Please set out every line of the rows below as a numbered list, skipping blank lines and leaving out any picture.

### Recorded data:
····················

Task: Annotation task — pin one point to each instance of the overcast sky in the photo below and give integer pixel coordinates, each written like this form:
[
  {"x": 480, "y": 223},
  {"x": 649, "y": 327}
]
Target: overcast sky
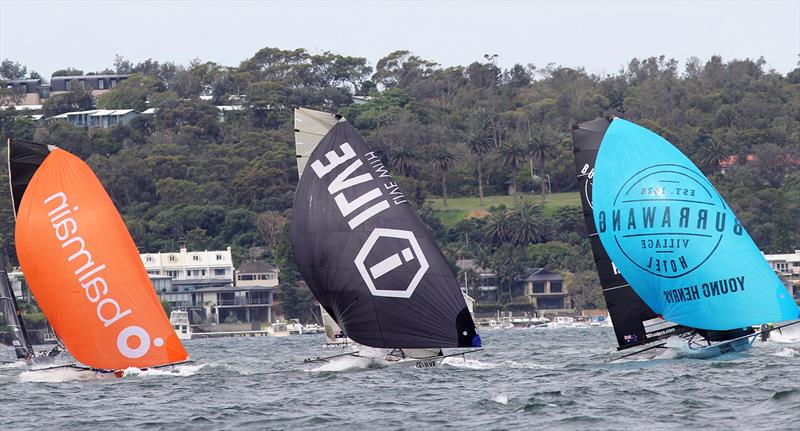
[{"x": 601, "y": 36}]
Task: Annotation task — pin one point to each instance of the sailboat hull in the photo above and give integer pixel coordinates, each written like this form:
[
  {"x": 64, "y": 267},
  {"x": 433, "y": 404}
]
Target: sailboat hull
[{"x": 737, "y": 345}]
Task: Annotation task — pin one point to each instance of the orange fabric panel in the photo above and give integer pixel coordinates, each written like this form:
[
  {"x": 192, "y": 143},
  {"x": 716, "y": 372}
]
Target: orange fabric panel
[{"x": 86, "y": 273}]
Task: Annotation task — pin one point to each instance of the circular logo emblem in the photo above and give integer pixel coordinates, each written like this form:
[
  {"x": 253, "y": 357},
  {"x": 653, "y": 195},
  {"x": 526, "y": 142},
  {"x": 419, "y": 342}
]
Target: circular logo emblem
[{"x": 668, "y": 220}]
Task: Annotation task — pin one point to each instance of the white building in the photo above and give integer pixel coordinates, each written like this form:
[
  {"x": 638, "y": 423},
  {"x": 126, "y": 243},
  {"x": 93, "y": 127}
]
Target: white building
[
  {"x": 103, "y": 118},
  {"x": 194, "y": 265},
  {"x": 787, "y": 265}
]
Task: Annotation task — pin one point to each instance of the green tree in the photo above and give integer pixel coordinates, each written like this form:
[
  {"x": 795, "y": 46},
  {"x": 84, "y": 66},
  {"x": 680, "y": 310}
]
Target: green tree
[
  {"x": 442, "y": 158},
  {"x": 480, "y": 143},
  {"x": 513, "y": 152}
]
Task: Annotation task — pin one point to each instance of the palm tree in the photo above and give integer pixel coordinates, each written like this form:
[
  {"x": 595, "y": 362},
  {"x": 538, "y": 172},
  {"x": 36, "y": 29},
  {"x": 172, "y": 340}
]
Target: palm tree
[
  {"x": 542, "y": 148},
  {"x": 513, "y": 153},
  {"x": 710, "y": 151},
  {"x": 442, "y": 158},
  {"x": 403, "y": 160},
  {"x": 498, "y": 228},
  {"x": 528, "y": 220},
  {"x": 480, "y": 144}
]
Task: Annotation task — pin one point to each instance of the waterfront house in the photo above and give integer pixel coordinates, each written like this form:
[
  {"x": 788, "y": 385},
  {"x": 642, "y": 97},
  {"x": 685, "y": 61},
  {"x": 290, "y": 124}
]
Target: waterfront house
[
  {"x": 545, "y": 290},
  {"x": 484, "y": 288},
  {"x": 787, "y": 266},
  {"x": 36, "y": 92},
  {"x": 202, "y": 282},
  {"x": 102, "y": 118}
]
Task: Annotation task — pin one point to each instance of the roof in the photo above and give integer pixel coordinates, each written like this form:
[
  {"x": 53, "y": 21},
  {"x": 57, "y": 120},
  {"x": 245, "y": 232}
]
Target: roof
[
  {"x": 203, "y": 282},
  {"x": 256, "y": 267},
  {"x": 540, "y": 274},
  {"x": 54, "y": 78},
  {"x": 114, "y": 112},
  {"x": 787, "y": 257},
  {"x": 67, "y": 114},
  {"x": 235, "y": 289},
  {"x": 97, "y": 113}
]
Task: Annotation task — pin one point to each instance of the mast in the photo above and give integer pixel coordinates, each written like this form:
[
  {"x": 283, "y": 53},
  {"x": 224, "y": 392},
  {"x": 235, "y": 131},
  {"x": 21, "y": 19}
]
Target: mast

····················

### Solution:
1. Task: Annotation task — pin one point to each instance of the overcast sky in the photo below and give integer pixel coordinates, each written like this form:
2. [
3.   {"x": 480, "y": 223},
4.   {"x": 649, "y": 327}
5. ]
6. Target: overcast sky
7. [{"x": 601, "y": 36}]
8. Task: Annotation task — pin one point to each instance of the sailboat hull in the photo above and give integer pixel coordinates, each written like this form:
9. [
10.   {"x": 64, "y": 267},
11.   {"x": 433, "y": 404}
12. ]
13. Target: sailboat hull
14. [{"x": 737, "y": 345}]
15. Task: Annotation task — pin one point to each instance of the orange fabric panel in the photo above and give integer pixel coordinates, each written like this form:
16. [
17.   {"x": 192, "y": 143},
18.   {"x": 716, "y": 372}
19. ]
20. Target: orange fabric panel
21. [{"x": 86, "y": 273}]
22. Task: Annotation task — pin one point to each instance of the circular logo emblem in the photo above and give integer pixel coordinates, each written like this form:
23. [
24.   {"x": 253, "y": 357},
25.   {"x": 653, "y": 195},
26.   {"x": 526, "y": 142},
27.   {"x": 419, "y": 342}
28. ]
29. Target: circular logo emblem
30. [{"x": 668, "y": 220}]
31. Task: Annotation task — pin one point to each instance of the white building in the photo above and give integer pixel coordinates, each written like this form:
32. [
33.   {"x": 638, "y": 423},
34.   {"x": 126, "y": 243},
35.   {"x": 93, "y": 127}
36. ]
37. Target: white building
38. [
39.   {"x": 103, "y": 118},
40.   {"x": 194, "y": 265},
41.   {"x": 787, "y": 265}
42. ]
43. Task: Annotation task — pin one point to each instance of the green tree in the photo above and give integer pixel coordinates, each written like this form:
44. [
45.   {"x": 795, "y": 46},
46.   {"x": 84, "y": 66},
47.   {"x": 680, "y": 310}
48. ]
49. Target: green tree
50. [
51.   {"x": 442, "y": 158},
52.   {"x": 480, "y": 143},
53.   {"x": 513, "y": 152}
54. ]
55. Task: Annotation task — pin one point to each instance of the palm tree in the photo above and give integer pixel coordinates, each written like this form:
56. [
57.   {"x": 595, "y": 362},
58.   {"x": 538, "y": 172},
59.   {"x": 36, "y": 29},
60.   {"x": 172, "y": 340}
61. ]
62. Target: palm tree
63. [
64.   {"x": 542, "y": 148},
65.   {"x": 513, "y": 153},
66.   {"x": 710, "y": 151},
67.   {"x": 442, "y": 158},
68.   {"x": 403, "y": 160},
69.   {"x": 498, "y": 228},
70.   {"x": 528, "y": 220},
71.   {"x": 480, "y": 144}
72. ]
73. Task: Annotation task — pin one point to each instance of the waterfront house in the photo above and give integer pixel coordinates, each written like this form:
74. [
75.   {"x": 788, "y": 385},
76.   {"x": 642, "y": 97},
77.   {"x": 685, "y": 61},
78.   {"x": 290, "y": 124}
79. ]
80. Target: waterfront house
81. [
82.   {"x": 545, "y": 290},
83.   {"x": 484, "y": 288},
84.   {"x": 787, "y": 266},
85.   {"x": 36, "y": 92},
86.   {"x": 202, "y": 282},
87.   {"x": 102, "y": 118}
88. ]
89. Task: Annotation task — pin one point to each instance of the roof in the photo above and give integer pixel coordinates, each written like this form:
90. [
91.   {"x": 53, "y": 21},
92.   {"x": 57, "y": 120},
93.   {"x": 245, "y": 232}
94. ]
95. Target: roof
96. [
97.   {"x": 203, "y": 282},
98.   {"x": 256, "y": 267},
99.   {"x": 540, "y": 274},
100.   {"x": 54, "y": 78},
101.   {"x": 114, "y": 112},
102.   {"x": 787, "y": 257},
103.   {"x": 67, "y": 114},
104.   {"x": 235, "y": 289},
105.   {"x": 97, "y": 113}
106. ]
107. Task: Annotation task — pin one point to each instance of the mast in the photo above and give integer pixel coordinates, each written like this form:
108. [
109.   {"x": 283, "y": 53},
110.   {"x": 224, "y": 392},
111.   {"x": 235, "y": 131},
112.   {"x": 21, "y": 19}
113. ]
114. Target: mast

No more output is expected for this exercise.